# AIM OF THE EXERCISE
Please pull out every line in the entries below that contains the word "with" and list those lines.

[Excerpts from location labeling data]
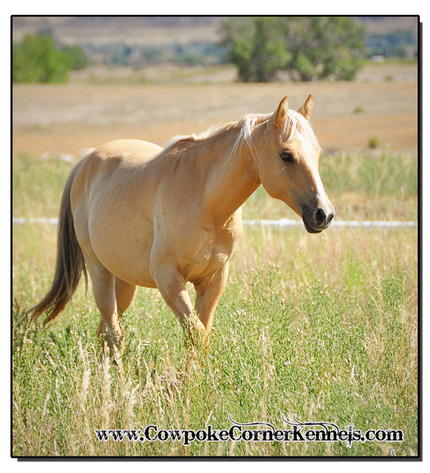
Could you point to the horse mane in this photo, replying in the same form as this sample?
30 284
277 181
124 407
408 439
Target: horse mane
295 123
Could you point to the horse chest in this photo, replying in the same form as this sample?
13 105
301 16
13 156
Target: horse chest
211 255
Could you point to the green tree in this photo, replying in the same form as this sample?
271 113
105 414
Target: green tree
37 60
308 48
79 59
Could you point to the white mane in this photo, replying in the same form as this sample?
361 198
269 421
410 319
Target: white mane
295 123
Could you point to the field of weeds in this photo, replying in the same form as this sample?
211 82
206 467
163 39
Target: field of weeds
323 327
320 327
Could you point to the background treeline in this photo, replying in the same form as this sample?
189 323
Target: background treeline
306 48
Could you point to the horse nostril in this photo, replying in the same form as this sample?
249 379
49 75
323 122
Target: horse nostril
320 216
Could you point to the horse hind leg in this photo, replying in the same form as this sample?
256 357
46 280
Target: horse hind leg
124 292
110 329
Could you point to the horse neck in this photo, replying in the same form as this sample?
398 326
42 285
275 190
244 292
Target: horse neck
230 180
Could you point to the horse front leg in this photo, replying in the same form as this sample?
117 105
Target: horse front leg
171 285
208 294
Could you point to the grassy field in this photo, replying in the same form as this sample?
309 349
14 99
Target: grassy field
320 326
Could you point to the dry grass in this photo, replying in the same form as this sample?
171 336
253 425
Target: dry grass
65 118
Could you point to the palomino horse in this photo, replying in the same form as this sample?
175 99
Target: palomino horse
135 214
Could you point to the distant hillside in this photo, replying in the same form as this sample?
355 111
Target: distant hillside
158 31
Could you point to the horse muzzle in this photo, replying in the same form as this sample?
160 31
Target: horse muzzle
318 219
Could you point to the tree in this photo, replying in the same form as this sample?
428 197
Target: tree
308 48
37 60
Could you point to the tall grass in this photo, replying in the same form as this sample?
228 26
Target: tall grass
324 327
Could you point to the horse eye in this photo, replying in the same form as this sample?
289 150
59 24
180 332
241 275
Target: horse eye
287 157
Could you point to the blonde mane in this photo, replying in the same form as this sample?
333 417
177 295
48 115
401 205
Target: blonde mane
295 123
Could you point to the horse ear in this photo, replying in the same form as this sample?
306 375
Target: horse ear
306 108
278 118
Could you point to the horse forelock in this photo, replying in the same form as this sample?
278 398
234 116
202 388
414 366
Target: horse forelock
295 124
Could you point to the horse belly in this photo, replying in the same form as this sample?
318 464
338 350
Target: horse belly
124 252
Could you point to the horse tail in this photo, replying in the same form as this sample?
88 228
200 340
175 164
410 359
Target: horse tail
70 263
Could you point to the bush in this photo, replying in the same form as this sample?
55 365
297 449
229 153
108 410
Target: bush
37 60
310 48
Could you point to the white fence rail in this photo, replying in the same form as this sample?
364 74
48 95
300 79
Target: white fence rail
282 223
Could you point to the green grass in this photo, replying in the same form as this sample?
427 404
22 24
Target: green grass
323 327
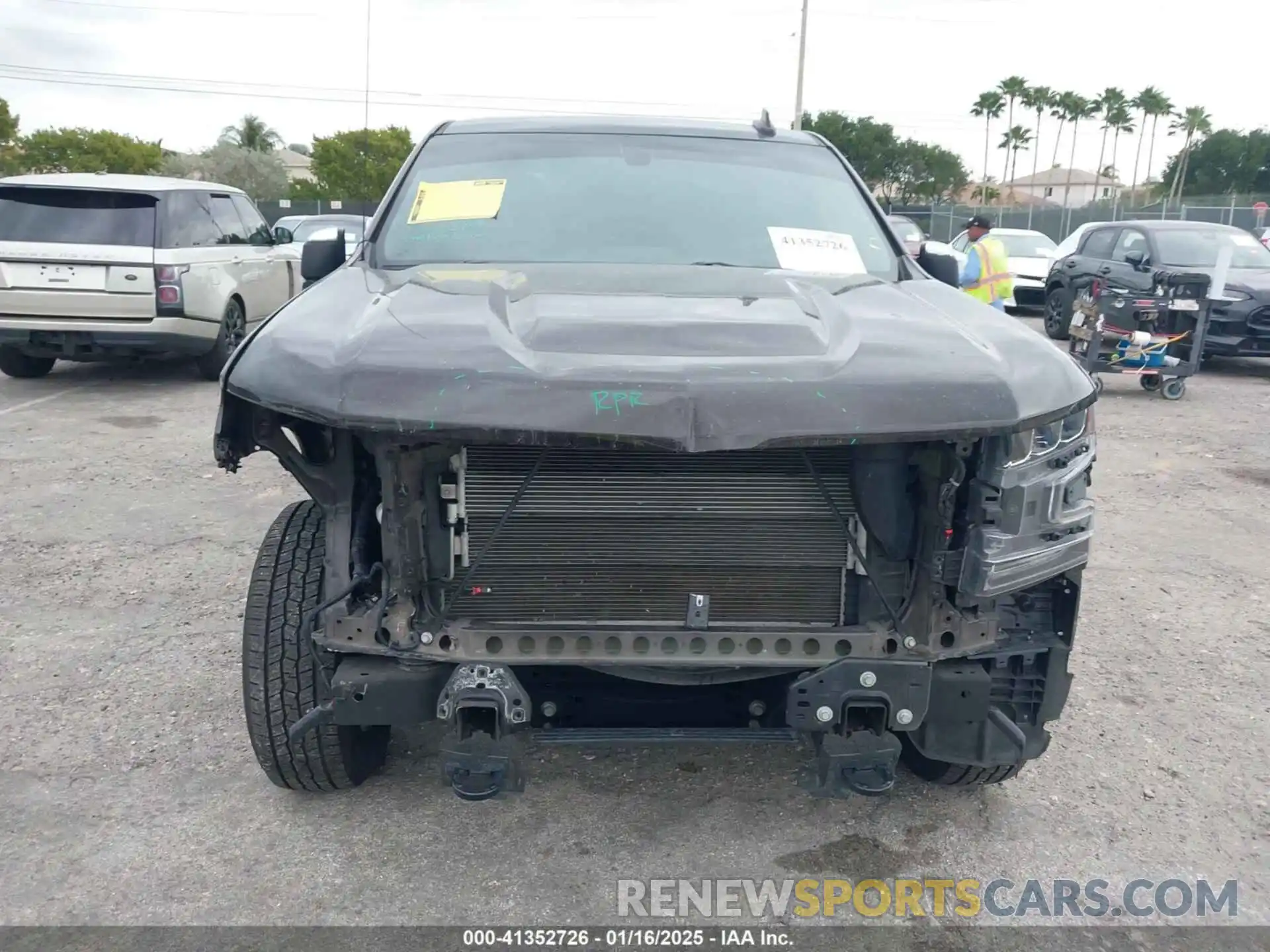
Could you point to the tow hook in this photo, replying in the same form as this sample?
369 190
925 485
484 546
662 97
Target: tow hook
861 762
487 710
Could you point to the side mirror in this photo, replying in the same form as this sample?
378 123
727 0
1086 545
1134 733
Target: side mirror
320 258
940 267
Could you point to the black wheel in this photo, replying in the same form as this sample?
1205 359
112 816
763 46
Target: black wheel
233 331
949 775
278 676
1058 315
15 364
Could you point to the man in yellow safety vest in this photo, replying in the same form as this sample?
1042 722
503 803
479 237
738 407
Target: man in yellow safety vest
986 274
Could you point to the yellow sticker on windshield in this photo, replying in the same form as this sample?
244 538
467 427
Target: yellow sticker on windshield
456 201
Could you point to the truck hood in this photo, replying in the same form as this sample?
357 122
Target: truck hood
693 357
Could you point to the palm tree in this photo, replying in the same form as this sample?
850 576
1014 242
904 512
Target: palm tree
1062 112
252 134
987 107
1016 138
1078 108
984 192
1039 98
1161 106
1144 100
1011 88
1121 121
1109 102
1194 124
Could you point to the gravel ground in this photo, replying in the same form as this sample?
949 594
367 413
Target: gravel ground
130 793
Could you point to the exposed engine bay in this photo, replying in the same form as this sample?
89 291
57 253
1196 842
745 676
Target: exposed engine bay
935 582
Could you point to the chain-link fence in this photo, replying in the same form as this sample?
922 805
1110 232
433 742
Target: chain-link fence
272 211
943 222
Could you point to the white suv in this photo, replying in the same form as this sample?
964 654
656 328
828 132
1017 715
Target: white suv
101 267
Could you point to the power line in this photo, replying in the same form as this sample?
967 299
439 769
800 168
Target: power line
149 78
562 15
351 102
181 9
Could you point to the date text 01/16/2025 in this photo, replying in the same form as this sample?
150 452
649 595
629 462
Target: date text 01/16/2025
603 938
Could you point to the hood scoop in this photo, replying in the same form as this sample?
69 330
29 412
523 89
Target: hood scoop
657 327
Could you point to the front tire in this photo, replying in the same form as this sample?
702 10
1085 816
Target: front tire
1058 315
15 364
280 683
949 775
232 334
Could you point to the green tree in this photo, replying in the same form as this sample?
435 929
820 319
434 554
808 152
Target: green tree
987 107
361 164
900 171
984 193
261 175
921 172
1227 161
253 134
1194 124
1011 88
89 150
870 146
8 140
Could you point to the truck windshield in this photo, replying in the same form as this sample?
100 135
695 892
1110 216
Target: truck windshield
633 200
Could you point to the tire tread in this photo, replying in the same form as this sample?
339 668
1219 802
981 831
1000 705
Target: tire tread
280 682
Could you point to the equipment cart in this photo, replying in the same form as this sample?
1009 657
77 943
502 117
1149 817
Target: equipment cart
1158 338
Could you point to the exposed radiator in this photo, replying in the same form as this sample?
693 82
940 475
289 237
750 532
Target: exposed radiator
625 536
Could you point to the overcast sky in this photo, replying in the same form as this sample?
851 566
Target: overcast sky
916 63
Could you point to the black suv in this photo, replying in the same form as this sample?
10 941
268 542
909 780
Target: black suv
1137 257
625 432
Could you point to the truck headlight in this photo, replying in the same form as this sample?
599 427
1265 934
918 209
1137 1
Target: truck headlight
1034 514
1044 440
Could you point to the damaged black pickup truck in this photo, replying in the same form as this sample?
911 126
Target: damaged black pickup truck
632 432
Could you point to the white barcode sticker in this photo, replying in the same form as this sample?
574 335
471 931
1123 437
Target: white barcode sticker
817 252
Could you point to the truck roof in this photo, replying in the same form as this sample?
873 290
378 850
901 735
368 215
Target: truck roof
624 125
110 182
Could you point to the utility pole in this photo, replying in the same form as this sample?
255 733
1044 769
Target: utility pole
802 59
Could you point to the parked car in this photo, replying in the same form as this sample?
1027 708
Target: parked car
101 267
647 430
1031 255
1133 255
1070 244
908 231
323 227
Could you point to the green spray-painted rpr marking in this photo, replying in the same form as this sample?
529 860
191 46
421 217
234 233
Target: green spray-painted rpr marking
611 401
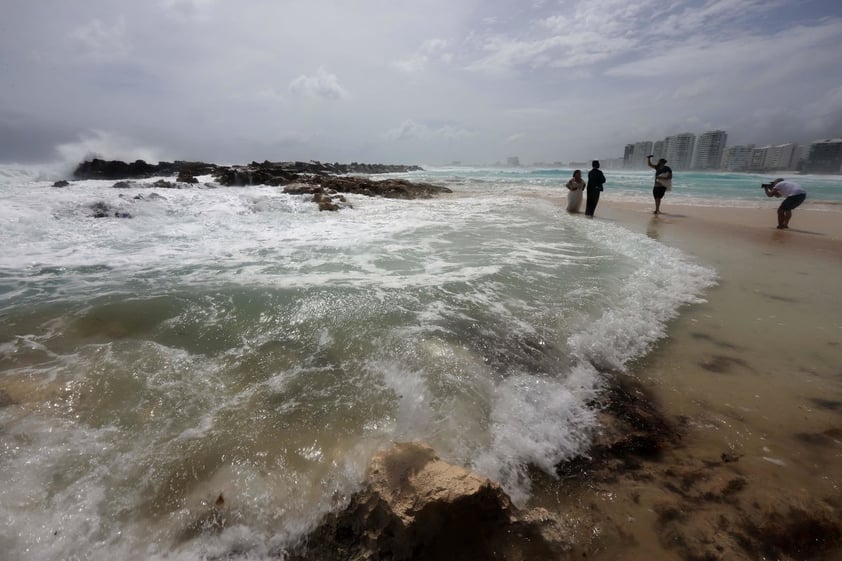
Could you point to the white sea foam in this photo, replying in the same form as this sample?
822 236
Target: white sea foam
238 341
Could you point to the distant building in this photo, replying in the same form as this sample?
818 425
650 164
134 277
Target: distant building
825 156
611 163
634 155
736 158
679 150
709 150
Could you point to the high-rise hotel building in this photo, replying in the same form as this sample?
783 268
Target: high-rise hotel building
709 149
679 150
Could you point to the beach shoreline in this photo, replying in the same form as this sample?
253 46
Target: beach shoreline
751 380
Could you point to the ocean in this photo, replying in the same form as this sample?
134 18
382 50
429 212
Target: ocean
236 341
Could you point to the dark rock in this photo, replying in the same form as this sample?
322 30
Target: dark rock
185 176
5 399
102 210
417 507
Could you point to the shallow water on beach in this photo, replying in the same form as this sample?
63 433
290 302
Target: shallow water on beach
237 342
753 374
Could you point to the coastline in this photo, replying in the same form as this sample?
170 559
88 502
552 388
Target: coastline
751 380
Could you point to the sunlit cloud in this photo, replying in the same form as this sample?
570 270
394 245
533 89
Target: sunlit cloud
410 130
322 85
100 42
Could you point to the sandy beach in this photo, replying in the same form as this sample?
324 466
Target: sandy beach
753 378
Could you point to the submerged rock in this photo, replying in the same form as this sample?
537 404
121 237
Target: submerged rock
418 507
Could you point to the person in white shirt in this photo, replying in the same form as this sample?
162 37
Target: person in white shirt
576 186
793 195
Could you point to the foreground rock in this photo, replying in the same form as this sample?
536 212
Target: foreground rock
320 181
265 173
417 507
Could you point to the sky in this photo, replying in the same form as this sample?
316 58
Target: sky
423 82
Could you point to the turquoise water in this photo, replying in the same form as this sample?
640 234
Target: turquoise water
713 189
239 341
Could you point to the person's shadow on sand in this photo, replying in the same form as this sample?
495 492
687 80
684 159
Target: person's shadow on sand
657 220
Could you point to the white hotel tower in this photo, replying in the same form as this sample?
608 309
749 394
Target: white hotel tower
709 149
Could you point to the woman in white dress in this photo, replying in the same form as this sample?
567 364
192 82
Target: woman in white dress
576 187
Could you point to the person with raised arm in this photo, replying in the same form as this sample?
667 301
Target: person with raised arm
663 180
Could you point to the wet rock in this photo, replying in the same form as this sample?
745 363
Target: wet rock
417 507
185 176
212 521
102 210
6 399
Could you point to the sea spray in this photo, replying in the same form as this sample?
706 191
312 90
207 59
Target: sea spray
236 341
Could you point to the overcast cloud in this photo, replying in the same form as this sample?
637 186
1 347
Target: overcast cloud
424 82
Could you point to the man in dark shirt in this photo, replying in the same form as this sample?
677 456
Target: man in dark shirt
596 179
663 180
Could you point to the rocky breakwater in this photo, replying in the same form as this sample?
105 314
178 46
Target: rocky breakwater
324 182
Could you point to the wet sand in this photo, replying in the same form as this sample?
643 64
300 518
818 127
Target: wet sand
752 381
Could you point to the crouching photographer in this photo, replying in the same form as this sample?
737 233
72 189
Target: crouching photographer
793 195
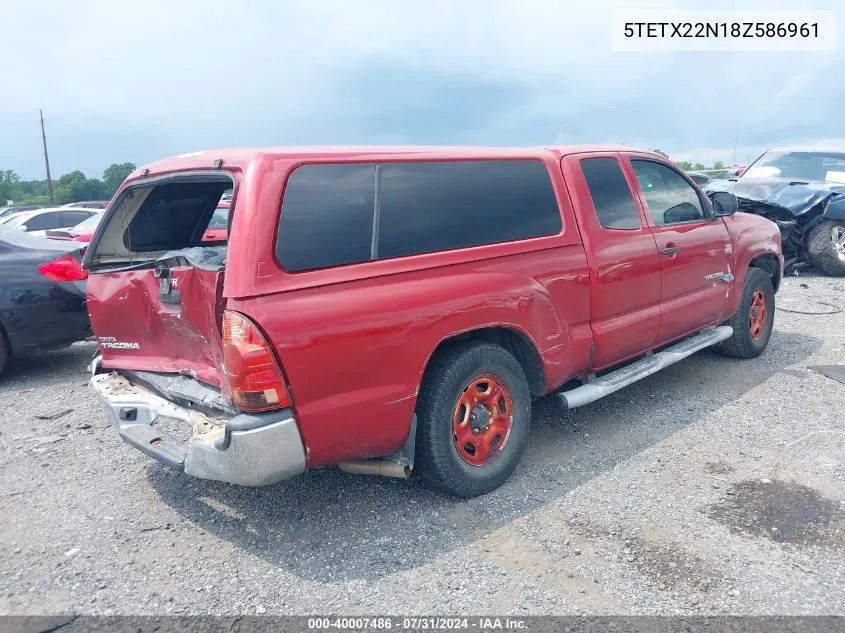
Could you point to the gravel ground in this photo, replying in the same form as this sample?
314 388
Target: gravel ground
715 486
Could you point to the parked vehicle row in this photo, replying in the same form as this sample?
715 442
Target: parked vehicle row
42 294
38 221
395 310
802 190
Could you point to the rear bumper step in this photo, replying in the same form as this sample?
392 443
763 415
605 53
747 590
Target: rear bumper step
247 449
615 380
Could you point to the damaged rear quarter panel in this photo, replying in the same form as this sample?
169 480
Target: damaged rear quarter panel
354 353
140 332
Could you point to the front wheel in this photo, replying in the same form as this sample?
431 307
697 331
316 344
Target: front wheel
826 248
753 321
473 415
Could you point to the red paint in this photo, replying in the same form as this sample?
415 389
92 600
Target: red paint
354 341
65 268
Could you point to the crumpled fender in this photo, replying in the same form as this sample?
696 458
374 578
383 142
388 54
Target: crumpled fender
835 208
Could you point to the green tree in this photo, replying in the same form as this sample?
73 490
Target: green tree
9 177
74 187
114 175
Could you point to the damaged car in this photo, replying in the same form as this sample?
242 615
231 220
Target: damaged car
802 190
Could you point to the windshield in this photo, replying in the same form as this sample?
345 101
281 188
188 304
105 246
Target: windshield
817 166
88 225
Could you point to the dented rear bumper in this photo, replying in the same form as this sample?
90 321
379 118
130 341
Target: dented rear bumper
247 449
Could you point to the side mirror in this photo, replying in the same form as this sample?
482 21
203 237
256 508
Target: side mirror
724 203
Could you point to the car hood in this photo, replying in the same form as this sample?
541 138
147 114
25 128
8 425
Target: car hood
797 197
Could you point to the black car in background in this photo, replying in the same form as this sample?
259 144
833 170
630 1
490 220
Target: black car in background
802 190
42 294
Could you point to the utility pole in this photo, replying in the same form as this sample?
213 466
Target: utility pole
736 142
46 159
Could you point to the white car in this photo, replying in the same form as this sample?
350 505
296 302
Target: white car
38 221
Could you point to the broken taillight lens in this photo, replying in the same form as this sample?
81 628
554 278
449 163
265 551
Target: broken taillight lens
65 268
253 373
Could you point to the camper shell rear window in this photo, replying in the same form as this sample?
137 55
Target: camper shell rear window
157 216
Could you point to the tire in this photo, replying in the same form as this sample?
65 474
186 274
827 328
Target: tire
752 330
493 441
826 248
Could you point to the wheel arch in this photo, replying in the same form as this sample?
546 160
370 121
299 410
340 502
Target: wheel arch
512 340
770 264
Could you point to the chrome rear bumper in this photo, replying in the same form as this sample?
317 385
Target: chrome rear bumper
247 449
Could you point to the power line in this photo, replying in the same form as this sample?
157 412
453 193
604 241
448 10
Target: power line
46 159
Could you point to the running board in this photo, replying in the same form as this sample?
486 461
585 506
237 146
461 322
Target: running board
615 380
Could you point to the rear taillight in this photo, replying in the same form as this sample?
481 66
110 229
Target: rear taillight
253 373
65 268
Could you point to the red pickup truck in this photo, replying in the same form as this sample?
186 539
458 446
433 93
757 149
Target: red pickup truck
395 310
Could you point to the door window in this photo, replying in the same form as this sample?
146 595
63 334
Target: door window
670 198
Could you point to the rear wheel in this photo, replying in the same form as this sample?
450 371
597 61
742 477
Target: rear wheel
473 415
753 321
826 248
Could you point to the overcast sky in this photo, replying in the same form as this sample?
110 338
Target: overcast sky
140 81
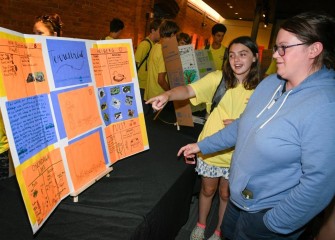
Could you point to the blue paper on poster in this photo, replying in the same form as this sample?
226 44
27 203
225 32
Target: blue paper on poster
32 125
117 103
69 62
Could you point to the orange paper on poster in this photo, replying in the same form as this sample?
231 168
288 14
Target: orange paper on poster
124 139
46 184
111 65
79 111
23 69
85 159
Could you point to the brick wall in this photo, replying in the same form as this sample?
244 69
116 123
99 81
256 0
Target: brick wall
89 19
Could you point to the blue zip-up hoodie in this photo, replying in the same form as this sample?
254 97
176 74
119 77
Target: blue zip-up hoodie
284 158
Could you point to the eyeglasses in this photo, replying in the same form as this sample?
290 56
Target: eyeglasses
281 49
45 18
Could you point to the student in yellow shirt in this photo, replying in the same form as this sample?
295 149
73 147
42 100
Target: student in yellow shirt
48 25
4 151
239 78
115 29
216 48
157 81
142 53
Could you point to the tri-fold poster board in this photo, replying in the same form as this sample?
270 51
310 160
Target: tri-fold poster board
71 108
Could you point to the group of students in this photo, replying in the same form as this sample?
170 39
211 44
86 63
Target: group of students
273 138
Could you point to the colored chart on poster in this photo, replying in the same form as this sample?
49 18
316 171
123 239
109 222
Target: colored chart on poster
23 69
46 184
124 139
111 65
117 103
32 125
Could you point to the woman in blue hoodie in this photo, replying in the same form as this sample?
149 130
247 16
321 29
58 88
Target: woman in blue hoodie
283 172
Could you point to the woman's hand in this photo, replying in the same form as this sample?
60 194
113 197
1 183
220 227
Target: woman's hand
158 102
226 122
189 150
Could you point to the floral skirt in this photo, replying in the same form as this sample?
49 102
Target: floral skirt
207 170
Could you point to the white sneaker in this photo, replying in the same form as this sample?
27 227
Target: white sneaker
214 237
198 233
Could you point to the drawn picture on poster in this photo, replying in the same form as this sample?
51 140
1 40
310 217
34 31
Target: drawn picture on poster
117 103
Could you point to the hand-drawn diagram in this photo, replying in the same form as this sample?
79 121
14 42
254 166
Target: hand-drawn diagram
46 184
111 65
124 139
189 63
88 151
79 111
32 125
22 69
117 103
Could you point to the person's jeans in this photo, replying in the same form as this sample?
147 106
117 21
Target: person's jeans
241 225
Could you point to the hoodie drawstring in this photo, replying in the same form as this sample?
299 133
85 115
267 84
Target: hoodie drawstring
266 122
270 102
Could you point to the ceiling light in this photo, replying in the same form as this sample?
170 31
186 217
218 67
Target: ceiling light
204 8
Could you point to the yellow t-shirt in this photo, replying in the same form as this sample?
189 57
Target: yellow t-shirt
231 106
3 138
156 65
141 52
218 55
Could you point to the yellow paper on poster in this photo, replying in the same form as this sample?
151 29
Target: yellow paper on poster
112 64
23 70
79 110
124 139
44 182
85 159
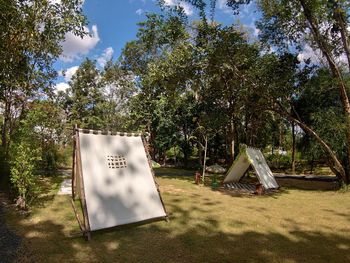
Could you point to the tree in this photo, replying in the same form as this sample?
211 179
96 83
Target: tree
31 33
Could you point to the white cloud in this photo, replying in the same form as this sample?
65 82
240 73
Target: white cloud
62 86
223 6
106 55
60 1
139 11
75 46
186 7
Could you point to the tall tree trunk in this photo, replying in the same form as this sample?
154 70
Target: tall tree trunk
337 166
324 47
205 157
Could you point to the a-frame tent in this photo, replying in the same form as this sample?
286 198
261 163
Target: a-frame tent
113 178
251 157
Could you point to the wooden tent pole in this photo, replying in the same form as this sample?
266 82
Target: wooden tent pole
74 163
145 145
82 191
77 217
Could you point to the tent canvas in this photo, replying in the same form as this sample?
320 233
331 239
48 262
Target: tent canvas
247 157
113 177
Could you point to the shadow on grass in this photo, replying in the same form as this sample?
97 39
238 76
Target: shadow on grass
183 239
48 188
307 184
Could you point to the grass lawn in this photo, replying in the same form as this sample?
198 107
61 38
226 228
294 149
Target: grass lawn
205 226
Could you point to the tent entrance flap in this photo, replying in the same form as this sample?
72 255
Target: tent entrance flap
247 157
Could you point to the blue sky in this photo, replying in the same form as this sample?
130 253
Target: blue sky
112 23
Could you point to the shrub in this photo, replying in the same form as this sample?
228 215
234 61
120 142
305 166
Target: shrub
22 177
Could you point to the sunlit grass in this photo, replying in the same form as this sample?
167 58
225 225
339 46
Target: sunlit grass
205 226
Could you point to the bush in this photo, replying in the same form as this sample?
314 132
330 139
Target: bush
22 177
279 161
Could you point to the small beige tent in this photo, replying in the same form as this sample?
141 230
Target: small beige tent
247 157
114 180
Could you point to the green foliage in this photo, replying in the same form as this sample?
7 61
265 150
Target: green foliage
22 176
279 161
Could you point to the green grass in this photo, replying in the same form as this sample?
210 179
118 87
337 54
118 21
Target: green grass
205 226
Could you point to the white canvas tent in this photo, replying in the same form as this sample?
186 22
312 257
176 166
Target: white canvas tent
247 157
114 180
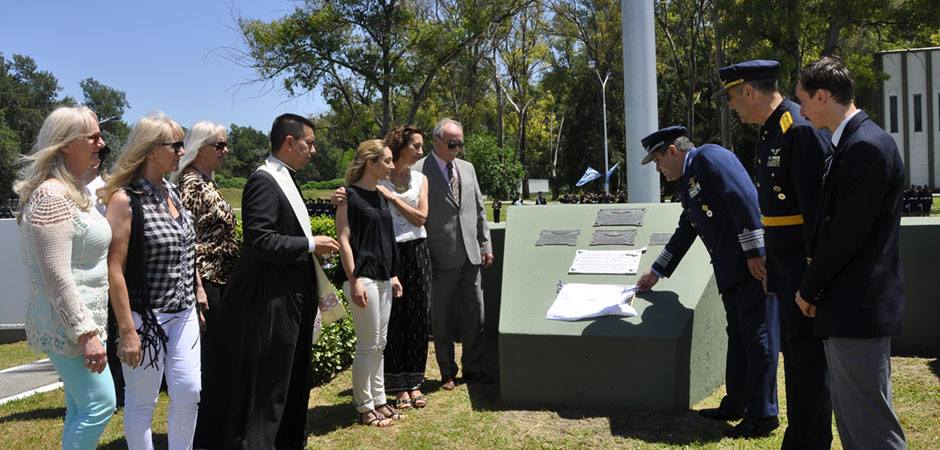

# RESPONSE TO THIS EXERCISE
Could you point to the person with raised arm in this photo, replying in the same form as this sample?
Target: person with raised arm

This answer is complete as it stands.